• [READING PASSAGE]:
The three defendants are charged with having approved, following intervention by the late Carinthian Governor, Joerg Haider, a EUR 2-million loan to the "Styrian Spirit" airline company, which later declared bankruptcy, and with having granted a EUR 150,000 loan to private detective Dietmar Guggenbichler, although they did not offer guarantees for the loans and failed to pay them back.

Charged with mismanagement, the three defendants face prison sentences of up to 10 years, if they are found guilty.

In addition, Kulterer is charged with having given false statements in this case.

The German Die Zeit political weekly forecasts that the first trial in the Hypo Bank case "is a quiet overture to a strong judicial opera which will display in the coming months and years the background of losses of billions of euros."

The weekly believes that the forthcoming trial and subsequent proceedings will shed light on connections between politicians and banks in Croatia where "billions have been buried".

Die Zeit recalls that Kulterer has denied any responsibility for money lost in Croatia, claiming that he has never heard of money laundering in Liechtenstein and that he has only superficially known former Croatian Prime Minister Ivo Sanader, whom the German newspaper describes as one of the key people in financial scandals and who has been in extradition custody in Salzburg awaiting his handover to Croatia, where he is wanted for corruption.

According to Die Zeit, the Croatian prosecutorial authorities have an important role in clarifying everything in this regard, however, unlike Austrian judicial agencies, Croatian prosecutors probably have relatively little evidence in their possession against the former PM. In Zagreb, the investigation into Sanader is exclusively based on witness testimonies, while the prosecutors in Klagenfurt possess a document which seems to prove all accusations.

Die Zeit reports that there is a unilateral contract on commissions for an agreement on the loan No. 82 dating back to 10 January 1995 in which the then Carinthian mortgage bank approved a EUR 10-million loan to Croatia allegedly for the purchase of embassy buildings and for their furnishing, while the real purpose of the loan was probably the purchase of arms. The loan agreement was signed by the then Croatian Foreign Minister Mate Granic whose deputy was Ivo Sanader. A hand-written note added to the document reads that Sanader was handed a commission in the amount of five percent of the loan, in the presence of Wolfgang Kulterer.

This document, which has been recently discovered, can be of key importance for Croatia's request for Sanader's extradition, the newspaper reports.

The prosecutors in Klagenfurt will deliver this document only if Croatia allows a questioning of former army general Vladimir Zagorec who is serving a prison sentence in Zagreb, the paper writes, adding that Zagorec should be questioned in a separate case related to the Hypo bank scandals.

• [DATA LINES]:
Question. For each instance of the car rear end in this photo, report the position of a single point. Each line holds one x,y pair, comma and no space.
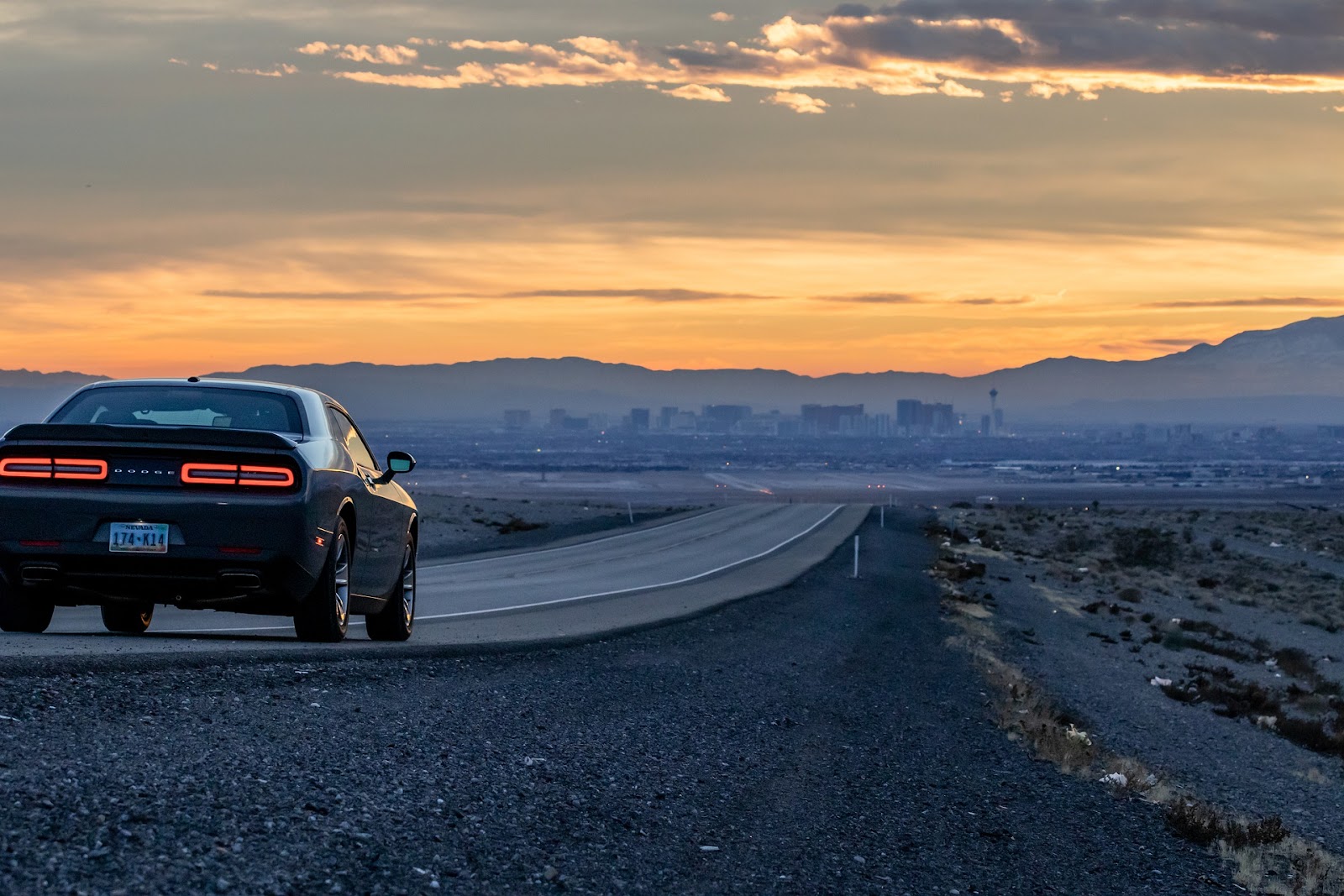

• [REQUIRED TASKS]:
A - According to the Hypo Bank report, what prison sentence do the three defendants face if they are found guilty of mismanagement?
B - Repeat the part of the Hypo Bank report starting at "The three defendants are" and ending at "in this case.".
The data is not needed for any of this.

• [SOLVED PROBLEMS]:
A - Up to 10 years.

B -
The three defendants are charged with having approved, following intervention by the late Carinthian Governor, Joerg Haider, a EUR 2-million loan to the "Styrian Spirit" airline company, which later declared bankruptcy, and with having granted a EUR 150,000 loan to private detective Dietmar Guggenbichler, although they did not offer guarantees for the loans and failed to pay them back.

Charged with mismanagement, the three defendants face prison sentences of up to 10 years, if they are found guilty.

In addition, Kulterer is charged with having given false statements in this case.